**Dataset rows:**
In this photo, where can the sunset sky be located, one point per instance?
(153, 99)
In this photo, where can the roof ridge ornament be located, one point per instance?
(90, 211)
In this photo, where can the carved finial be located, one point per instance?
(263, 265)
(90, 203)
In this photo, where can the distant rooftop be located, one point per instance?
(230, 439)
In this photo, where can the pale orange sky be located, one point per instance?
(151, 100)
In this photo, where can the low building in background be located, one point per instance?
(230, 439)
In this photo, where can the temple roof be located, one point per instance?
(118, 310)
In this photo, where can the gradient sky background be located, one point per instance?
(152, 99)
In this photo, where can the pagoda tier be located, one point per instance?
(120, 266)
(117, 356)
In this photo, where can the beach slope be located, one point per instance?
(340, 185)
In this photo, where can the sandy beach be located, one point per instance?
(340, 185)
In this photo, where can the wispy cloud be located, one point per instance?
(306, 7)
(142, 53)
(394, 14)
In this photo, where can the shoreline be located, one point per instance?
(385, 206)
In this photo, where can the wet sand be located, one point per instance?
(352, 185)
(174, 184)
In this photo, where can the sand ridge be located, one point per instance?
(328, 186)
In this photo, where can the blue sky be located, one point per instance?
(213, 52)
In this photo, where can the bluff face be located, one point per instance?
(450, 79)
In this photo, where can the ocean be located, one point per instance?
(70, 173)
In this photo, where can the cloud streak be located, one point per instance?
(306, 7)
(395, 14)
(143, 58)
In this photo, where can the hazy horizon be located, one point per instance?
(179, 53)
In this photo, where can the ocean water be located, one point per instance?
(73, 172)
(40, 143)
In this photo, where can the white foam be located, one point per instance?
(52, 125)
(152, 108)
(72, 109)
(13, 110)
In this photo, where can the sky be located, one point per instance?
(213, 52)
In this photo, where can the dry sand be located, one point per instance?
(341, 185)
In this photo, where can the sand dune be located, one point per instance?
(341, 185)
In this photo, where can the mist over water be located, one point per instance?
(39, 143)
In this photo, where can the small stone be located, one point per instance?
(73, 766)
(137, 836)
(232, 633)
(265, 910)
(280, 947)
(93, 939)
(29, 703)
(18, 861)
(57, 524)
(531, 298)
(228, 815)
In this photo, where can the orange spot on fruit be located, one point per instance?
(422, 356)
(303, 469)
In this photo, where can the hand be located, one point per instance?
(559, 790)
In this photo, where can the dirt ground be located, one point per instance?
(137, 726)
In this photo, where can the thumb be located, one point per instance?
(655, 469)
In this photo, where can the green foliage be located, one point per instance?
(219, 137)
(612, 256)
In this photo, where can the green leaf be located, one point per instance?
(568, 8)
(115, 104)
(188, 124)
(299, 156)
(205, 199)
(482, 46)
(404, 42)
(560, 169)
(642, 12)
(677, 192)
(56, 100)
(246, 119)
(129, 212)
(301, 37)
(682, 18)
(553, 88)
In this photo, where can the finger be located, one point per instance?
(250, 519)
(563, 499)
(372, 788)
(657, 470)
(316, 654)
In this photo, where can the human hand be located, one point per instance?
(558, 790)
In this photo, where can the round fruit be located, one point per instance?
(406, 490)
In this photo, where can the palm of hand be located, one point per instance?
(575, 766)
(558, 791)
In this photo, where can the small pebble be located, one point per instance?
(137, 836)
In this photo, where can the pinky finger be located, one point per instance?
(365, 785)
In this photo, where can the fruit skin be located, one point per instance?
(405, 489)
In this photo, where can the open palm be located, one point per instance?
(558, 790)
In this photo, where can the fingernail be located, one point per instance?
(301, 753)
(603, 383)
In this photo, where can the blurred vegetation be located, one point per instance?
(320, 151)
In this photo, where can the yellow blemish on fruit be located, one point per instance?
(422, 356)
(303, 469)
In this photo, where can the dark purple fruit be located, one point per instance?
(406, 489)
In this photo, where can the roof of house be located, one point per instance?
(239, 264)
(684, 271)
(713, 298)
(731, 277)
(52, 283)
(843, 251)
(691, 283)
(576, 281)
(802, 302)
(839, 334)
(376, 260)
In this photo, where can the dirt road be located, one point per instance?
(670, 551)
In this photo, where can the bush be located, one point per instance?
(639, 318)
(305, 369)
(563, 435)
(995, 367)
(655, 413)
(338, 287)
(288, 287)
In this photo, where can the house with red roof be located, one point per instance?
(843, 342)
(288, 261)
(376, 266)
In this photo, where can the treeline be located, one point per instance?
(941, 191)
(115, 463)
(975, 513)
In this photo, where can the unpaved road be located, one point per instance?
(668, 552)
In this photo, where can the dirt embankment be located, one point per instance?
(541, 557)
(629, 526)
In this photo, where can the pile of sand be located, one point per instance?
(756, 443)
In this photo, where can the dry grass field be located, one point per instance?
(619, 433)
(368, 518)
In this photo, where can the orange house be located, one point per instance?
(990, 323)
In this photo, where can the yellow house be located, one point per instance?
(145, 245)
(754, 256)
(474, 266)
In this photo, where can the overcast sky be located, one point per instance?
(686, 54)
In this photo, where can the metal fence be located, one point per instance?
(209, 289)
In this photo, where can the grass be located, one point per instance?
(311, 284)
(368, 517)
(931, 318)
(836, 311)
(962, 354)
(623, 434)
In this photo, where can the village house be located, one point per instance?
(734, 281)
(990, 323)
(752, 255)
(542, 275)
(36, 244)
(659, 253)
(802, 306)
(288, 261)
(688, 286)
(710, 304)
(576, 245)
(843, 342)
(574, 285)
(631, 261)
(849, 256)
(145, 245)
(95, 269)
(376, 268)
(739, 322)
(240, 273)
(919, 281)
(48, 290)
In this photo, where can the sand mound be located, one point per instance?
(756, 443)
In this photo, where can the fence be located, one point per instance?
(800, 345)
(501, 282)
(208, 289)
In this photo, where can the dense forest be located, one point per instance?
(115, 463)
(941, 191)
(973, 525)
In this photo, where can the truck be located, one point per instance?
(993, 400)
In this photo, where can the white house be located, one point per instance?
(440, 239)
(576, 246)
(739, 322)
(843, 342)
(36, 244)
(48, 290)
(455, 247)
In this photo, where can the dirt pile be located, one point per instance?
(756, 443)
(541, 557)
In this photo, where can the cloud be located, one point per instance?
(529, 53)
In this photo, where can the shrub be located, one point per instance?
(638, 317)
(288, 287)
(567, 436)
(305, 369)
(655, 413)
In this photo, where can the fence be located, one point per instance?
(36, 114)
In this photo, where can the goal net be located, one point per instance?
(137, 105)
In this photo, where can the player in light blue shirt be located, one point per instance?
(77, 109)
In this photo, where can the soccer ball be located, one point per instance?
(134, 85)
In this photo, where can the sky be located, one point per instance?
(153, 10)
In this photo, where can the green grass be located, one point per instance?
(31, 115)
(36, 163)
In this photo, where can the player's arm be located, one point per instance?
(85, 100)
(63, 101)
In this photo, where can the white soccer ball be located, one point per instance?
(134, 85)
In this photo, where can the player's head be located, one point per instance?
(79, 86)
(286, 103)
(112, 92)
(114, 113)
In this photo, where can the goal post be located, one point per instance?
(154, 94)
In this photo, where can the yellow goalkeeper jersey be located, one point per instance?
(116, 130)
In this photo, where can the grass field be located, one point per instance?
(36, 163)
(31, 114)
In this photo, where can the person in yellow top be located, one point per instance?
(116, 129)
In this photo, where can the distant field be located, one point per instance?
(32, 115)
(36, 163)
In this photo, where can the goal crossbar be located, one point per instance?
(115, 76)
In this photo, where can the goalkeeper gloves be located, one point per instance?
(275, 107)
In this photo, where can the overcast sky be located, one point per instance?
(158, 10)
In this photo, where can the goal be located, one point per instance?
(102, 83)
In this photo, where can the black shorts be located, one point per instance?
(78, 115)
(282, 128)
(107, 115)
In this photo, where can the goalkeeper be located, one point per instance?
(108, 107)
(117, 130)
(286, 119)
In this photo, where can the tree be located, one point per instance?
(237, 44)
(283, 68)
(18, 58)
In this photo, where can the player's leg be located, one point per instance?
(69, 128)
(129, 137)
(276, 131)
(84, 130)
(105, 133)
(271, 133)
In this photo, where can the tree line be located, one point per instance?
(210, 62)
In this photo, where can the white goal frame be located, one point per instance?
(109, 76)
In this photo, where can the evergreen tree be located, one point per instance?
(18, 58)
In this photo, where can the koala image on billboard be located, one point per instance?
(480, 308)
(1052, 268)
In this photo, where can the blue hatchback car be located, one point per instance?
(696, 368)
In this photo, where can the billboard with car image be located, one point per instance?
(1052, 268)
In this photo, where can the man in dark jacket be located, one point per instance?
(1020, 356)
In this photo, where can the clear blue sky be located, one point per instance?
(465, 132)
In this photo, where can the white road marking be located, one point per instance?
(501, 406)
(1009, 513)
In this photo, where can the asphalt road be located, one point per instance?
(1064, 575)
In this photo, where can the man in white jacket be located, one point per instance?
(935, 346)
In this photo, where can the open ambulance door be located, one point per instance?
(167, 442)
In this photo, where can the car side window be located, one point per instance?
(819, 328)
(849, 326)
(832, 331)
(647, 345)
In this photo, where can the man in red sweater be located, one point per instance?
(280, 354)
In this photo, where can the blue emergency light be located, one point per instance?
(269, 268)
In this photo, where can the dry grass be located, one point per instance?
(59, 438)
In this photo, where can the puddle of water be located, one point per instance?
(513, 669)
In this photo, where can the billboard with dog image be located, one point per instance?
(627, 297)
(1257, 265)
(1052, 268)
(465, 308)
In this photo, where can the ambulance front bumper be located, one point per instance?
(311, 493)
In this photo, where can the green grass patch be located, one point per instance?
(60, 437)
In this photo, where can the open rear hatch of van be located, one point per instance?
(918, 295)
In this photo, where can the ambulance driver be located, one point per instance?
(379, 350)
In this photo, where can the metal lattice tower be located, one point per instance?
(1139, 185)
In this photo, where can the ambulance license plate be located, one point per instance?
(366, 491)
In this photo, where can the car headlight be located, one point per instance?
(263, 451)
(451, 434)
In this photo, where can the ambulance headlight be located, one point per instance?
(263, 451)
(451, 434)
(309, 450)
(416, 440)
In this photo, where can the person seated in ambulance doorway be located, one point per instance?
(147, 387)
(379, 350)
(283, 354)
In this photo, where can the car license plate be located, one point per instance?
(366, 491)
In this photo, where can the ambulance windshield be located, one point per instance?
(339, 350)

**Exercise objective:** Starting at the line containing "In this photo, where can the ambulance front" and ending at the last of the entries, give those lines again with "registration plate" substituted for "license plate" and nothing else altered.

**Finished answer:**
In this photo, where can the ambulance front bumper be located, one point per instance?
(311, 493)
In this photo, where can the green grass patch be located, one point per instance?
(60, 437)
In this photo, where can the open rear hatch of van be located, one point per instance?
(918, 295)
In this photo, where can the ambulance driver be located, one point per instance?
(379, 350)
In this photo, where can the metal lattice tower be located, one point per instance?
(1139, 185)
In this photo, where can the ambulance registration plate be located, one point per instance?
(366, 491)
In this photo, where can the car headlight be located, one point per instance?
(263, 451)
(451, 434)
In this photo, where can the ambulance headlight be located, one point per instance?
(263, 451)
(451, 434)
(309, 450)
(416, 440)
In this photo, where can the person seated in ambulance doorway be located, one point per instance?
(147, 387)
(379, 350)
(283, 354)
In this photo, where can the car registration plate be located, one point per instance?
(366, 491)
In this photo, where can the ambulance windshield be located, one point per instance?
(339, 350)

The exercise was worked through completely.